- **YOUR GOAL**
Make an exact copy of all the entries, but do not reproduce the pictures.

** start PROVIDED DATA **

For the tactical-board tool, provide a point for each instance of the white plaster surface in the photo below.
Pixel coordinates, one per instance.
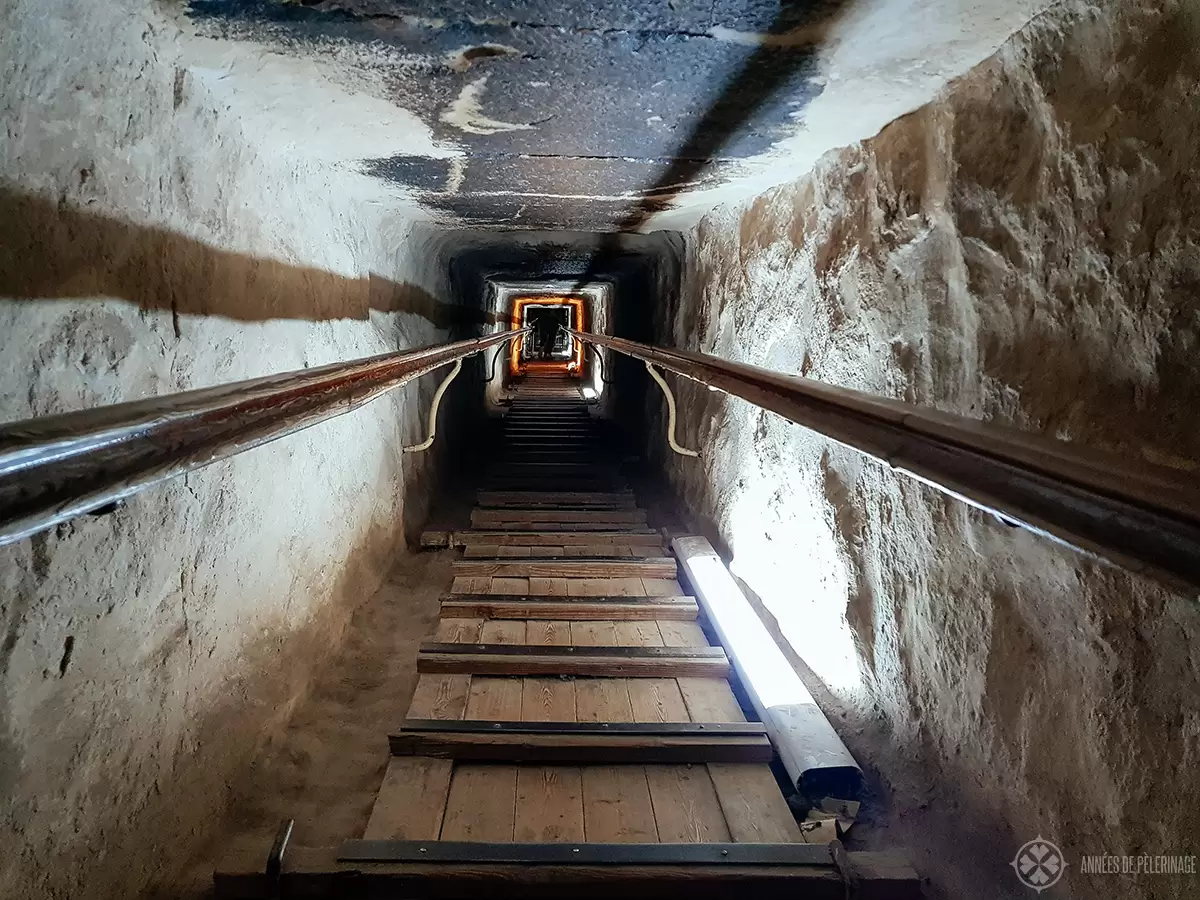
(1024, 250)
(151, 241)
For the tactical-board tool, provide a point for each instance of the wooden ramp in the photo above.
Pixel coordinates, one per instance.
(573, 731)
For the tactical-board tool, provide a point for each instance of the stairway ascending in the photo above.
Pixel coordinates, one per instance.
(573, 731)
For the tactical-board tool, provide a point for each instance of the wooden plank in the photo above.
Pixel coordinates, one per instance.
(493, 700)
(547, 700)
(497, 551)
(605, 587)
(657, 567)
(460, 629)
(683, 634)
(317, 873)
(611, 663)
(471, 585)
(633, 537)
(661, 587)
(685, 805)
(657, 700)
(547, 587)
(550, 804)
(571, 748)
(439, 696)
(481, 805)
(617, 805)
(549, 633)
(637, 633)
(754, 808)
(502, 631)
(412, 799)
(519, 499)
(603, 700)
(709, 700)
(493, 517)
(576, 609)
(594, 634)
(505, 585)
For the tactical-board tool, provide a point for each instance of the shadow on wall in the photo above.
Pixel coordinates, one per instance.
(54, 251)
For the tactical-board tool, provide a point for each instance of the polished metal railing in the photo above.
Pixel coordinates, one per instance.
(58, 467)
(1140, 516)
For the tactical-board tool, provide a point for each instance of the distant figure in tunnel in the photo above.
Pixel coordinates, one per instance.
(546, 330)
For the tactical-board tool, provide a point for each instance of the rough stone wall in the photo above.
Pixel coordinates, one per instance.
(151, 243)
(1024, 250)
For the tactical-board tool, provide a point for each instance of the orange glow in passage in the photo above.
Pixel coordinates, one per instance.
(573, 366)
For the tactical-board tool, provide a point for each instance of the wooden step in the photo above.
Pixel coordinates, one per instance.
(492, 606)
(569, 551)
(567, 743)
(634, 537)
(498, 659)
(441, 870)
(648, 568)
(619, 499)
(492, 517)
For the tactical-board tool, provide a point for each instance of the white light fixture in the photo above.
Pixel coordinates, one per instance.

** end PROVIDED DATA **

- **TASK RESULT**
For the tactical-board tool, provide a point for each instance of the white plaster surface in the photo below.
Pixel coordinates, one per instance.
(1024, 250)
(151, 241)
For the tactical-board tool, provide a point for each instance of the wooden ramp in the photo above.
Pixel coordinates, one per instance.
(573, 731)
For the tactical-board tool, provide a point for each instance of the stairway ascending in the photo above.
Pixel coordinates, one per instance.
(573, 731)
For the tactical-board tool, provide a point for each instance of the wooden plank in the photo above.
Pixel coordinates, one per instance.
(493, 700)
(547, 700)
(497, 551)
(605, 587)
(657, 567)
(460, 629)
(683, 634)
(317, 873)
(611, 663)
(471, 585)
(633, 537)
(661, 587)
(685, 805)
(657, 700)
(547, 587)
(550, 804)
(571, 748)
(439, 696)
(481, 805)
(617, 805)
(549, 633)
(637, 633)
(754, 808)
(502, 631)
(412, 799)
(519, 499)
(603, 700)
(709, 700)
(493, 517)
(576, 609)
(594, 634)
(505, 585)
For the tactical-board tool, provide a point for each instance of the shadow on wall in the photo above.
Pixel coordinates, one per instance.
(54, 251)
For the tactical-board tool, provide a point for each instance of the polished metal railing in the photo above.
Pixel coordinates, one per instance.
(58, 467)
(1140, 516)
For the tactical-board tool, provide a point for each instance of the distant figure in tunnel in the photo above.
Pixel coordinates, one per instance.
(546, 330)
For the tactical-board tool, provide a point for each instance of the rough stone wall in the photo above.
Pixel coordinates, one per instance.
(151, 243)
(1024, 250)
For the tactical-board tool, provide a point for each instance of the orange glow in passage in the photo above.
Pixel coordinates, one per instance.
(573, 366)
For the tactical-board tool, provide a point for each instance of the wooden step in the photo above.
Pixel coordinates, one per instance.
(492, 606)
(569, 551)
(567, 743)
(634, 537)
(498, 659)
(441, 870)
(648, 568)
(619, 499)
(492, 517)
For the tactical-board tool, provide a point for each instance of the white light fixture in the photo above.
Pixel coordinates, one per instance.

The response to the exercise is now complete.